Object pointing dataset rows:
— begin —
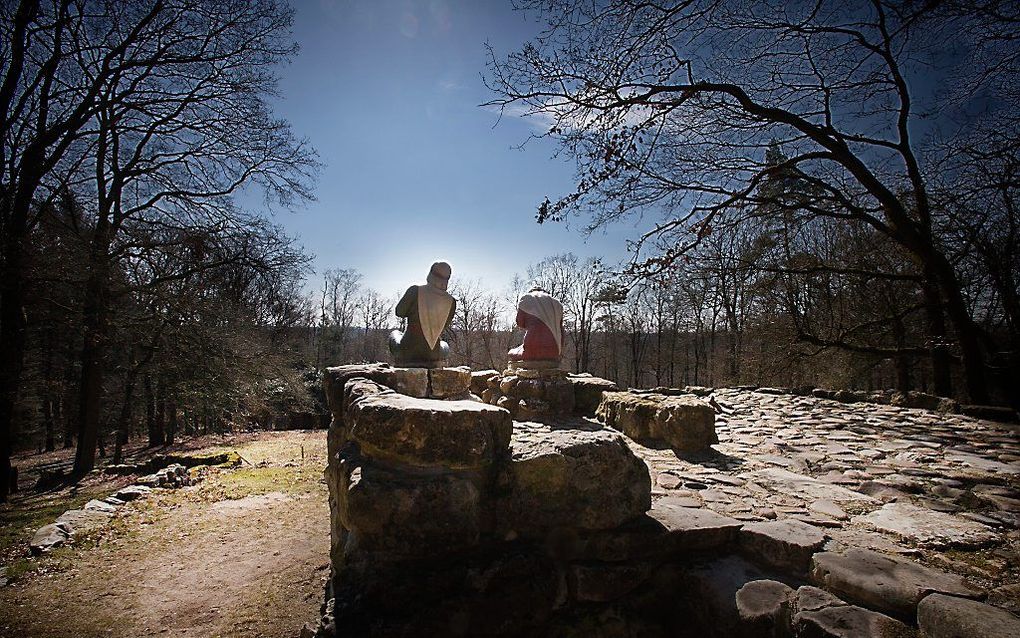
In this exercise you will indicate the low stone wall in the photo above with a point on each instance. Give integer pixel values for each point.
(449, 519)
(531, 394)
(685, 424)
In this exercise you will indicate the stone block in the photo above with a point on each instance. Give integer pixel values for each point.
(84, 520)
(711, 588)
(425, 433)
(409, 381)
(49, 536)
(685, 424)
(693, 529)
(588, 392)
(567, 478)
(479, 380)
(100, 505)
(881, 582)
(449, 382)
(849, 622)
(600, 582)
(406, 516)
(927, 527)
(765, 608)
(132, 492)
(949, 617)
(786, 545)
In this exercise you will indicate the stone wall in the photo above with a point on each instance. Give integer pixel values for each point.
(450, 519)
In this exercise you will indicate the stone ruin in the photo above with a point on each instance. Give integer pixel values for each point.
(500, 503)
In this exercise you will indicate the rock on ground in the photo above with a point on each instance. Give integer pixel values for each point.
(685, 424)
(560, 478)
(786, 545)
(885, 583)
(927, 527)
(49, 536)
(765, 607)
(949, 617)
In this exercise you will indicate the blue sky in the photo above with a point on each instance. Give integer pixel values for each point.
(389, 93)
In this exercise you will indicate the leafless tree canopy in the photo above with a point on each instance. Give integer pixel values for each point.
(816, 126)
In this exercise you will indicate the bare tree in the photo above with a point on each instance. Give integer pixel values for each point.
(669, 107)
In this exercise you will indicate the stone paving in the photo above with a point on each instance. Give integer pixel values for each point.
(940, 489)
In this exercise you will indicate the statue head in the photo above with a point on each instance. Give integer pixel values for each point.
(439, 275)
— end —
GIVEN INSTRUCTION ::
Duplicate all of the records above line for line, but omit the pictures from your copy.

ANSWER FOR THE TASK ::
In this exercise you will indicate the low stone wall in the photo above with a point on each instance. Give integer pixel values for each point.
(449, 519)
(531, 394)
(685, 424)
In this exercise you will indicate the stone block in the photo above with a point on each instance. Give integer pixel values for each point.
(84, 520)
(711, 588)
(425, 433)
(409, 381)
(49, 536)
(685, 424)
(693, 529)
(588, 392)
(567, 478)
(479, 380)
(100, 505)
(881, 582)
(449, 382)
(849, 622)
(600, 582)
(406, 516)
(927, 527)
(765, 608)
(132, 492)
(949, 617)
(786, 545)
In this exercise you will indicate the stone wall in the photo above with a point on each instance. Give integer pixel values for each point.
(450, 519)
In this exercise you will indicate the stone ruin in the photo above with a point on each instance. Give integer pixel values for each point.
(500, 503)
In this exercise you will indicate the rock on ground in the photo above with a point on each instance. Give integer pixel values for each point.
(685, 424)
(560, 478)
(786, 545)
(885, 583)
(927, 527)
(49, 536)
(765, 607)
(949, 617)
In this exercise you will indicate the blue sky in the photo above with a point on each instance. Give integer pixel values for each point.
(389, 93)
In this exercise you will indicate the leafless tree canopy in the photo above with a point on each instance. Give integer pixel values for each point.
(816, 126)
In this exercise you will indicate the bare tree in the photo above with a point on each instance. Give integer pixel values for each point.
(669, 107)
In this exercise you will indicate the stone paving in the photo above with a point on each instance. Give integer pixel values for each point.
(940, 489)
In this exercise you will indicate the statue head in the photo above with a point on each instance. Give integer pixel values for each point.
(439, 275)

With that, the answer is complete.